Extrait du document —
"""
[TRIBUNE] Francophonie : la société civile en première ligne face aux conflits
par Emma Carpentier

Dans un contexte marqué par la recrudescence des crises et des conflits au sein de l’espace francophone, la société civile émerge comme un pilier essentiel de la prévention et de la résilience. Alors que les réponses étatiques et internationales peinent à contenir la complexité des tensions actuelles, de nouveaux acteurs s’affirment sur le terrain. La francophonie, bien plus qu’un simple lien linguistique, se construit autour de valeurs partagées de solidarité, de paix et de dialogue. Nous faisons l’hypothèse que la société civile francophone, par ses actions de terrain, ses initiatives de formation et sa diplomatie citoyenne, contribue de manière significative à la prévention des conflits et au maintien de la cohésion sociale dans cet espace fragmenté.
Le Centre d’étude et de réflexion sur le monde francophone (CERMF) définit l’espace francophone comme un vaste ensemble géographique de 16,3 millions de km2. Cet espace comprend des pays et régions où le français est utilisé comme langue officielle, co-officielle ou d'usage courant. Il englobe des territoires répartis sur les cinq continents dont une majorité en Afrique. Au vu de l’ampleur de cet espace de nombreux conflits et crises sont recensés et apparaissent dès lors comme un enjeu pour la société civile francophone.
Il est primordial de faire la distinction entre une crise et un conflit : une crise est une rupture ponctuelle et souvent imprévisible de l’ordre établi, générant une instabilité qui appelle une réponse rapide. Un conflit, en revanche, se caractérise par une opposition durable entre acteurs aux intérêts divergents, pouvant déboucher sur des tensions prolongées voire des violences. La différence principale réside ainsi dans la temporalité et la nature de l’opposition : la crise est souvent transitoire, tandis que le conflit s’inscrit dans la durée et repose sur une confrontation structurelle.
"""
Consigne — Relevez toutes les valeurs partagées autour desquelles, selon la tribune, se construit la francophonie. Ces enregistrements proviennent d'une autre source.

Enregistrements du jeu de données
"""
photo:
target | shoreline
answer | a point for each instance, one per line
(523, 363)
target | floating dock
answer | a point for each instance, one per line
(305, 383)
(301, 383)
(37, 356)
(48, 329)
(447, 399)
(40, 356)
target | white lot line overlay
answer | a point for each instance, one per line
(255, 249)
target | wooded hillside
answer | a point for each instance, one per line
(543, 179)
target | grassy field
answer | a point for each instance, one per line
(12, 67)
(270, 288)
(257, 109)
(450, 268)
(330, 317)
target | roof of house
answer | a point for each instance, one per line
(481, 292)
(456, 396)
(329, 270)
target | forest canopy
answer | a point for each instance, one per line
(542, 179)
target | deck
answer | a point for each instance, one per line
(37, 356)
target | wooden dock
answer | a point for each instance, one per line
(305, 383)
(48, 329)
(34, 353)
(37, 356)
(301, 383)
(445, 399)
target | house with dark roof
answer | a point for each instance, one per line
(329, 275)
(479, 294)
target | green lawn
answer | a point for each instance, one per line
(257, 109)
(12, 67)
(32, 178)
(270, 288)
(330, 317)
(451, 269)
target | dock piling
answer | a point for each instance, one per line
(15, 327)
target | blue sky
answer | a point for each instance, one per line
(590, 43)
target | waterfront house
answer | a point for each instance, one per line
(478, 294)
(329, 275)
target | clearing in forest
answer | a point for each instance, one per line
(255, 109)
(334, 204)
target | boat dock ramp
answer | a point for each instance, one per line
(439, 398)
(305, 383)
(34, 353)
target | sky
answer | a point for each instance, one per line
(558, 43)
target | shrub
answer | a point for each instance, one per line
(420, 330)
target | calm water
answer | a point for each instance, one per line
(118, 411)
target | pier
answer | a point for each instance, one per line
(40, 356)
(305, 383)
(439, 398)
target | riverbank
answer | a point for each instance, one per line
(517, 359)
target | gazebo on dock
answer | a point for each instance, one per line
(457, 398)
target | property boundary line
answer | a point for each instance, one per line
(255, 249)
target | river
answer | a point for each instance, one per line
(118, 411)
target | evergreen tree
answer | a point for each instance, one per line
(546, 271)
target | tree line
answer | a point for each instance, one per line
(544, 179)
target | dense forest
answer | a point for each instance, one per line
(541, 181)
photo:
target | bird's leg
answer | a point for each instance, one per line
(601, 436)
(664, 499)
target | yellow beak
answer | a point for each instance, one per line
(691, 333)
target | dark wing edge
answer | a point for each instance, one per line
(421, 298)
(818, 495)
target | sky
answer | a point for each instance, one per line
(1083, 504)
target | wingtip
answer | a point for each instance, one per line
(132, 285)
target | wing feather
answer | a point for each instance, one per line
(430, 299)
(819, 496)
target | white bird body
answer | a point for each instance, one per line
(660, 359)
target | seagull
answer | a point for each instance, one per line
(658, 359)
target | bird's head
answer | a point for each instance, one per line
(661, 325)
"""
Réponse complète — Solidarité, paix et dialogue.